### Stated exercise
Output as a JSON list of strings the part of the data that begins with the line containing "of the sectional" and continues through the end of the data. Use one string per line and leave out blank lines.

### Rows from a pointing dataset
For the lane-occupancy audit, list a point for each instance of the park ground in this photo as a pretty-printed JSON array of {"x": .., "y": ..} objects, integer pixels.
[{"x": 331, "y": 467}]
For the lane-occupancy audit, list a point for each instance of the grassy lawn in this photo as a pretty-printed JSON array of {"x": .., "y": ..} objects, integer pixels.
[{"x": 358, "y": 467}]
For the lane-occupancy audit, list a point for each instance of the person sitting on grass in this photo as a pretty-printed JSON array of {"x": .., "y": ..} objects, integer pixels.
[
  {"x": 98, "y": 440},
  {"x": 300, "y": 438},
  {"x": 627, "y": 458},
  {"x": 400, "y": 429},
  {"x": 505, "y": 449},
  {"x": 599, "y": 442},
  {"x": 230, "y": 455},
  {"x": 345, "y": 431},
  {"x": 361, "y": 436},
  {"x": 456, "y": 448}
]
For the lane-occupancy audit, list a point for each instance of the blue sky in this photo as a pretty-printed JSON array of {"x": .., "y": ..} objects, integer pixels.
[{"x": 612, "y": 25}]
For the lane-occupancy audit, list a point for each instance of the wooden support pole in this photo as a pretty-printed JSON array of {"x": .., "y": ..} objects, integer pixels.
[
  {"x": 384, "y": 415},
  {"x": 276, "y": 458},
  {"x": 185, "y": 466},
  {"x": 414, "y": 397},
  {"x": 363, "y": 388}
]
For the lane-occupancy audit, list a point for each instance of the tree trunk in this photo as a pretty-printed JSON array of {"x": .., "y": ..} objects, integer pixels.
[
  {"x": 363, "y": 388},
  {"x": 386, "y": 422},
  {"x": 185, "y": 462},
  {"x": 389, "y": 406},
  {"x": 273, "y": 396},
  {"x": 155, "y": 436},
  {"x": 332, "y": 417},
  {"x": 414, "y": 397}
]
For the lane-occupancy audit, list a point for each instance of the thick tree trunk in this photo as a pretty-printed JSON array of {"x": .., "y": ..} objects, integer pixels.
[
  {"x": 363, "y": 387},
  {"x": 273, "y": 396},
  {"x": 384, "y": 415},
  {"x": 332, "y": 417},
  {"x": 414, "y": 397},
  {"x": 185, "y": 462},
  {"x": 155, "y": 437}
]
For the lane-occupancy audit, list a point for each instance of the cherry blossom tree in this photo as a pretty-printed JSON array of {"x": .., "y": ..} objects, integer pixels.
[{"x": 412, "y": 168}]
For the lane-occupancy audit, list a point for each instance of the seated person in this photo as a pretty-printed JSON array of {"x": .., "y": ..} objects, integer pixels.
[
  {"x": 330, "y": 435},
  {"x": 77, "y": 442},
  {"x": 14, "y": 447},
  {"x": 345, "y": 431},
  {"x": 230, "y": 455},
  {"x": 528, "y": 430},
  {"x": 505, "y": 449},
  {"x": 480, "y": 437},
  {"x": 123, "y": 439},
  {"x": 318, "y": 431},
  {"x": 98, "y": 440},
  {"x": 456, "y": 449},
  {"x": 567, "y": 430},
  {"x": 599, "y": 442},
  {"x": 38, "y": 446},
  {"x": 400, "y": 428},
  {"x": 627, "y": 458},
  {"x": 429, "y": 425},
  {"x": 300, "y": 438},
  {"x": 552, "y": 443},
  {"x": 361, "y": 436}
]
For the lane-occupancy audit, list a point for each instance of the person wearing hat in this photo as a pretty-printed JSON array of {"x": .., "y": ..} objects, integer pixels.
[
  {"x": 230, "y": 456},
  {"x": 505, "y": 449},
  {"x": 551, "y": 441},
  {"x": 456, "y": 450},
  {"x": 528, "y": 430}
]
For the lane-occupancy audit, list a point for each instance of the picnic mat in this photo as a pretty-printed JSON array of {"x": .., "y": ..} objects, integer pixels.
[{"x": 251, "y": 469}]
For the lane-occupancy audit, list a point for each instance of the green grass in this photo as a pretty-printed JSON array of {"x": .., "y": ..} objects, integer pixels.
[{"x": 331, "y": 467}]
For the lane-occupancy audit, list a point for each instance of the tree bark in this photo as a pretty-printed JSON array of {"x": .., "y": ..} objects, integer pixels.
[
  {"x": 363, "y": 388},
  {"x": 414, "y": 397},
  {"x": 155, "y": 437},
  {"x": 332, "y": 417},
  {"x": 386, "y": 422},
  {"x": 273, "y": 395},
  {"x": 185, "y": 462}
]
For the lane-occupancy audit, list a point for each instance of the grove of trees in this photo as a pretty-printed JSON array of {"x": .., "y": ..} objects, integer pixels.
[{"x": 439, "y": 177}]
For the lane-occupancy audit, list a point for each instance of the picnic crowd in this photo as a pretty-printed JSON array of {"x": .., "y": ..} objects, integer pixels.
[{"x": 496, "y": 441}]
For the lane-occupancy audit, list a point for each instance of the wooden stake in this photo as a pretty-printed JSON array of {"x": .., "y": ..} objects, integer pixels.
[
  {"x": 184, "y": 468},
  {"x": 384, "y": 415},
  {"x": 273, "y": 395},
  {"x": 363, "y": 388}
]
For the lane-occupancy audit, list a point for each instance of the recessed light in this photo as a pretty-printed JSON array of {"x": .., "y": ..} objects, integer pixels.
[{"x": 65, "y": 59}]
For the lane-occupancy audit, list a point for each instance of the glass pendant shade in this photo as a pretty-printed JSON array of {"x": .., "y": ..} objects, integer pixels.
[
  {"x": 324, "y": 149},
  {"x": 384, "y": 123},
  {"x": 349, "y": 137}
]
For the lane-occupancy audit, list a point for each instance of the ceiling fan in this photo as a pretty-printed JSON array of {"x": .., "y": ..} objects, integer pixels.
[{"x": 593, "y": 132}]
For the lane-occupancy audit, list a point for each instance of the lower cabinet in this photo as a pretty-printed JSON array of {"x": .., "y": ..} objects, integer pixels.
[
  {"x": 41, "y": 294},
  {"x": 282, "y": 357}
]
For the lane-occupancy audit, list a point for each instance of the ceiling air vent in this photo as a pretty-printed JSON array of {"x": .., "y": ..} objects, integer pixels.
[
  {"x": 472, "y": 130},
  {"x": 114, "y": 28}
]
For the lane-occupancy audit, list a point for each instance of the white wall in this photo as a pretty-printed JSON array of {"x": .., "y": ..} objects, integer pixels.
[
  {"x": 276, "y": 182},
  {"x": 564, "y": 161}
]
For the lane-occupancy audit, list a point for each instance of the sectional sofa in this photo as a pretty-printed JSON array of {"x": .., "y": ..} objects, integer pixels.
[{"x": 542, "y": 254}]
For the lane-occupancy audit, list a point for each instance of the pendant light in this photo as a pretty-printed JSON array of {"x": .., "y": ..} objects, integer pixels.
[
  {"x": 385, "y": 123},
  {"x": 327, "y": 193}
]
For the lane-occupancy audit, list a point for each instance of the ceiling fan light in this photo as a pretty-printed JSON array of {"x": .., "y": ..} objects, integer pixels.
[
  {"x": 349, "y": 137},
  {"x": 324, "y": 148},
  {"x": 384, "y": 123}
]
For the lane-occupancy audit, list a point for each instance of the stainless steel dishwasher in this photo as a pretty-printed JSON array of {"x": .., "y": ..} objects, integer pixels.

### Written response
[
  "For the lane-occupancy audit, list a point for each instance of the sectional sofa in this photo as a pretty-printed JSON array of {\"x\": .., \"y\": ..} objects, integer pixels.",
  "[{\"x\": 542, \"y\": 254}]",
  "For the lane-occupancy audit, list a point for each instance of the pendant light in this photo as a pretty-printed JSON array of {\"x\": .., \"y\": ..} objects, integer pixels.",
  "[",
  "  {\"x\": 385, \"y\": 123},",
  "  {\"x\": 327, \"y\": 193}",
  "]",
  "For the lane-occupancy audit, list a point for each instance of the ceiling fan light in this photo as a pretty-printed JSON array of {\"x\": .., \"y\": ..} objects, integer pixels.",
  "[",
  "  {\"x\": 349, \"y\": 137},",
  "  {\"x\": 324, \"y\": 148},",
  "  {\"x\": 384, \"y\": 123}",
  "]",
  "For the lane-occupancy audit, list a point for each instance of the stainless steel dishwasher in this photo as a pretty-printed JSON array of {\"x\": .., \"y\": ..} objects, integer pixels."
]